Data records
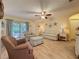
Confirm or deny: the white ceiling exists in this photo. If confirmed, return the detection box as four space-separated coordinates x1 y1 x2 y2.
3 0 79 19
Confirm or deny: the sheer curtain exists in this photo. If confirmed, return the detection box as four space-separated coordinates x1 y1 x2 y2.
7 20 29 39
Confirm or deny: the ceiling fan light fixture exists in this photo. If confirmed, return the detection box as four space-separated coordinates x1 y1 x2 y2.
41 16 45 19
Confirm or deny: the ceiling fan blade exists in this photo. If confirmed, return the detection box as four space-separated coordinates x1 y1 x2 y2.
35 15 41 16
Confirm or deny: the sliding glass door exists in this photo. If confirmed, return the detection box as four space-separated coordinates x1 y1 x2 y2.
11 22 29 38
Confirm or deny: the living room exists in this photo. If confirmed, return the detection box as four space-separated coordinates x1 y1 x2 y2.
0 0 79 59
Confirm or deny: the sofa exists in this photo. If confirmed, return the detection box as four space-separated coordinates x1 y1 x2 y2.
1 36 34 59
43 32 58 40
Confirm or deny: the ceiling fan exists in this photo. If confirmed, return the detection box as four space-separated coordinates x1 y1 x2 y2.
35 11 52 19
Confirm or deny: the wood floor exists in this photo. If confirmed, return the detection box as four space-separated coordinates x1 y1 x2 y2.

- _WHAT YOU NEED TO DO_
Copy out every entry above word for word, leaving out the pictures.

- _RESPONSE TO THE EXERCISE_
Confirm or deny: the white ceiling exists in this photo. If confirmed, return the detection box as four space-separated coordinates x1 y1 x2 y2.
3 0 79 19
Confirm or deny: the sheer curtain exists in this photo. If confirmed, return the detection box as four space-separated coordinates x1 y1 x2 y2.
7 20 29 39
Confirm or deny: the ceiling fan light fixture exists in this photo. If confirmed, return the detection box as four space-separated coordinates x1 y1 x2 y2.
41 16 45 19
Confirm or deny: the ceiling fan blade exists in this photo. If confirmed, return the detection box as four space-separated coordinates x1 y1 x2 y2.
35 15 41 16
Confirm or deny: the sliding glass door exists in this photo. If confirmed, return the detection box as four space-separated coordinates x1 y1 x2 y2.
11 22 29 38
Confirm or deny: the living room exists in this photo. If confirmed, return the detection box as four space-separated coordinates x1 y1 x2 y2.
0 0 79 59
Confirm or deny: the sofa exists in this photo. If confirmed, return the detection box as four space-separated coordinates x1 y1 x2 y2.
1 36 34 59
43 32 58 40
Confirm or deny: the ceiling fan exists in this photo. If confirmed, return the detection box as four space-separated coordinates x1 y1 x2 y2.
35 11 52 19
Confirm or deny: the wood floor exists in this photo. If confirmed, return the detection box as four space-separated coordinates x1 y1 x2 y2.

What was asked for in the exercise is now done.